*Task brief*
Count the lines below in which "instance" appears, then give that number by itself.
Supplied entries Block Start
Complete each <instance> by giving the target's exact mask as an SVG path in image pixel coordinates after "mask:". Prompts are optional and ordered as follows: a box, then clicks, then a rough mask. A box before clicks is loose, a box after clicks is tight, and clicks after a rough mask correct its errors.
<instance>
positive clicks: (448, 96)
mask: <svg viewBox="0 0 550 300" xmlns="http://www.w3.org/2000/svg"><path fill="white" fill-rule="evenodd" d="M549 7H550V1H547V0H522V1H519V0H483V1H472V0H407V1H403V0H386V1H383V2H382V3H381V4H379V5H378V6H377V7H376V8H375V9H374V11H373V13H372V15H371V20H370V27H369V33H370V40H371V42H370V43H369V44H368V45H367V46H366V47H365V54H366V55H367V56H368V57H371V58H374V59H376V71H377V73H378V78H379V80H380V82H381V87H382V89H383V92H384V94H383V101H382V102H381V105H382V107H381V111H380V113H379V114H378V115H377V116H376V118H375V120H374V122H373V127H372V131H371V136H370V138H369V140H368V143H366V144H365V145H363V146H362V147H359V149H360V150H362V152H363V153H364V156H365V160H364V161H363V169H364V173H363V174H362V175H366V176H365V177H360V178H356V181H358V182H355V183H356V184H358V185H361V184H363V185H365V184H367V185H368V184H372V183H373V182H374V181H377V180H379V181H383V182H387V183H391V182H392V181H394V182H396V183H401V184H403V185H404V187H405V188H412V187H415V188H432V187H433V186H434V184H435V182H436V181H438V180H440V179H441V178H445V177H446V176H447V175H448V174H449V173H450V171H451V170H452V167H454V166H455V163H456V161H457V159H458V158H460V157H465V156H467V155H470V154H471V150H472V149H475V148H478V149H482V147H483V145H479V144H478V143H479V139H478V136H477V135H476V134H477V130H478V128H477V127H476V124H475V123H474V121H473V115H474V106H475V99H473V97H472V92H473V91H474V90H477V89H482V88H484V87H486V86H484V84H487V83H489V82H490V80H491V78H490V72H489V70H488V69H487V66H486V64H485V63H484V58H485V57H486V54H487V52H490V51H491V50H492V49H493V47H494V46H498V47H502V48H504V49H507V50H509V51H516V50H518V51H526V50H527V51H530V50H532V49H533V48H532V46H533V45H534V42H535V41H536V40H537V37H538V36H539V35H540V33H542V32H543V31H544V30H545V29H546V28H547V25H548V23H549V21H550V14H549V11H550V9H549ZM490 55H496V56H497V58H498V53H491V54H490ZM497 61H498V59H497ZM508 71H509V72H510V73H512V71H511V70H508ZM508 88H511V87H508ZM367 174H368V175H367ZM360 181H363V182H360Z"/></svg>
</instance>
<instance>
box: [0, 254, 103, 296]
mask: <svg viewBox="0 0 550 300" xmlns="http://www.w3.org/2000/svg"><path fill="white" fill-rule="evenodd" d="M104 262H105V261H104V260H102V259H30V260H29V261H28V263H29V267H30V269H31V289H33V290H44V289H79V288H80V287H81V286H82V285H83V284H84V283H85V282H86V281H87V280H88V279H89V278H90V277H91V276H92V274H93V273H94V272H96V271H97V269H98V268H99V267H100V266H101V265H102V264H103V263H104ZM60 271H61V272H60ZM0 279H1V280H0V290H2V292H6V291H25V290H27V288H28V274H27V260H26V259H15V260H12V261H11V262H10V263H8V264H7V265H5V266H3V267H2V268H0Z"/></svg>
Supplied entries Block End
*Output of the task*
4